Extrait du texte:
+++
Madame la présidente, monsieur le ministre, monsieur le secrétaire d’État, mes chers collègues, tout nous oblige au plus grand sérieux à l’heure d’élaborer et de voter le budget de l’État pour 2015. Nous le devons certes à nos partenaires européens, auprès desquels nous nous sommes engagés, mais nous le devons surtout à la France et aux Français, et ce même si l’éducation nationale est redevenue le premier poste de dépenses, devant la dette, pour la première fois depuis des années.
Dans ce contexte, il est nécessaire de réaliser des économies. Ce cap de discipline budgétaire est d’autant plus courageux que, même si certains indicateurs sont encourageants, la croissance du PIB sera faible l’année prochaine, tout comme l’inflation.
Il existe de multiples façons de réaliser des économies, mais toutes ne sont pas vertueuses. Parce qu’il n’est pas toujours possible de faire autant avec moins, il faut absolument éviter un coup de rabot systématique et aveugle, qui porterait en lui le risque d’étouffer tout signe de reprise et de menacer la cohésion sociale.
Dès lors, il n’y a pas de méthode miracle. Il nous faut activer de nombreux leviers, analyser, dispositif après dispositif, lesquels sont performants, créent des effets de levier, et lesquels, au contraire, ont été détournés de leurs objectifs initiaux, rendus inefficaces par des procédures trop complexes, ou provoquent des effets pervers ou des effets d’aubaine. Lorsque c’est le cas, il nous faut être pragmatiques, moderniser, simplifier, redéployer, cibler, supprimer parfois, en ayant en tête l’exigence de la meilleure utilisation de chaque euro public et un mot d’ordre : l’efficacité et la solidarité comme fins, le sérieux et la responsabilité comme moyens.
Je commencerai par évoquer le volet recettes du projet de loi de finances. L’intensification de la lutte contre l’évasion fiscale produit ses effets dans des proportions inédites. Cette année, les régularisations ont permis à l’État de récupérer 11 milliards d’euros, qui ont été réinjectés dans les circuits nationaux et qui produiront des recettes fiscales dans les années à venir. Ces 11 milliards d’euros s’ajoutent aux 2 milliards d’euros de taxes et de pénalités qui ont été captés cette année. Les spécialistes annoncent des résultats comparables en 2015.
+++
Liste des données:
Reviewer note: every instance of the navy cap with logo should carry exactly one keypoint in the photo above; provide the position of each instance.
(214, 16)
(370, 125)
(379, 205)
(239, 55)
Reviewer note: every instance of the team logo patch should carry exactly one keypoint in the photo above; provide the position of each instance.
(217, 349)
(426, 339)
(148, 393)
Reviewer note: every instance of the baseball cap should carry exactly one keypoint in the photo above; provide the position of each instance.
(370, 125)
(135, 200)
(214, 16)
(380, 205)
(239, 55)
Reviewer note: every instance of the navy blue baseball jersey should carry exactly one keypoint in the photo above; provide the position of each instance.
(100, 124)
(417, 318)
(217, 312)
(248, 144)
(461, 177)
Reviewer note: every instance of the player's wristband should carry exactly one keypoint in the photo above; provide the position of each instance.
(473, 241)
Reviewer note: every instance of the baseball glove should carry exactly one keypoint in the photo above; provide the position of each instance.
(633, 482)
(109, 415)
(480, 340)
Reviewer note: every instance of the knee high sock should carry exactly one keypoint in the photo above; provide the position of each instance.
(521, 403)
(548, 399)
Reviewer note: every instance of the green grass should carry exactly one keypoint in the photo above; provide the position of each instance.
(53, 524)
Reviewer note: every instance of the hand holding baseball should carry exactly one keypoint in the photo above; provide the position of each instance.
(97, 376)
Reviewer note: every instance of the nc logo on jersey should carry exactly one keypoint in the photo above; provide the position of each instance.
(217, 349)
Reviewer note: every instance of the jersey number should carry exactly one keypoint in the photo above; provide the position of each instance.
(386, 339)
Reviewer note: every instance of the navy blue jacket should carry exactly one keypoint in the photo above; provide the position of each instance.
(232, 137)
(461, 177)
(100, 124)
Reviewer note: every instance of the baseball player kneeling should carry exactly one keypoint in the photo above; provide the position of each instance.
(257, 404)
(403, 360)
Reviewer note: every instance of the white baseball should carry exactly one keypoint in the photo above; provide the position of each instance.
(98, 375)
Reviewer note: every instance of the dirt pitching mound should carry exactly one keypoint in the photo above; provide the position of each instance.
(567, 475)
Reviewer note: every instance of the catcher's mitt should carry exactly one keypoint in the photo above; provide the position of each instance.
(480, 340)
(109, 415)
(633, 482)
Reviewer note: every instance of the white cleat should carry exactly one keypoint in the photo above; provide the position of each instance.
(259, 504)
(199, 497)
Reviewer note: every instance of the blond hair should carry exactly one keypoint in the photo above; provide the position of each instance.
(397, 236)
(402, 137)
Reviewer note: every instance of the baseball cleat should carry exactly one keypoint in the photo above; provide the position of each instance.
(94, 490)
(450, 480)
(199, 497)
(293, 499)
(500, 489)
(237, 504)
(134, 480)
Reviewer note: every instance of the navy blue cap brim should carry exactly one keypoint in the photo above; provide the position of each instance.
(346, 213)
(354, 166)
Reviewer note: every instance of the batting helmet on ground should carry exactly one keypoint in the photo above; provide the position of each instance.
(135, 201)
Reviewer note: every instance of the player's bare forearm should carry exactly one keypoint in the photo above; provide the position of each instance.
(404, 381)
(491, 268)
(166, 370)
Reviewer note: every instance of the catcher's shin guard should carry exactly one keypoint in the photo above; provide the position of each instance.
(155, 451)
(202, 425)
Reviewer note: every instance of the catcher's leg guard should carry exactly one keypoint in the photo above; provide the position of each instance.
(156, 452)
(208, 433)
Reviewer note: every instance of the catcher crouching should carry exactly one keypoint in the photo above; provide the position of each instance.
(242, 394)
+++
Problèmes à résoudre:
a - Relevez toutes les personnes interpellées au tout début du discours, avant les mots « tout nous oblige ».
b - Présentez en liste numérotée les lignes des entrées, de celle qui contient « Reviewer note: every instance of the catcher's leg » jusqu'à la dernière ligne des entrées, bornes comprises et lignes vides exclues.
Le discours et les entrées n'ont aucun rapport entre eux.

Réponses dans l'ordre:
a - Madame la présidente, monsieur le ministre, monsieur le secrétaire d'État, mes chers collègues.

b -
1. Reviewer note: every instance of the catcher's leg guard should carry exactly one keypoint in the photo above; provide the position of each instance.
2. (156, 452)
3. (208, 433)
4. Reviewer note: every instance of the catcher crouching should carry exactly one keypoint in the photo above; provide the position of each instance.
5. (242, 394)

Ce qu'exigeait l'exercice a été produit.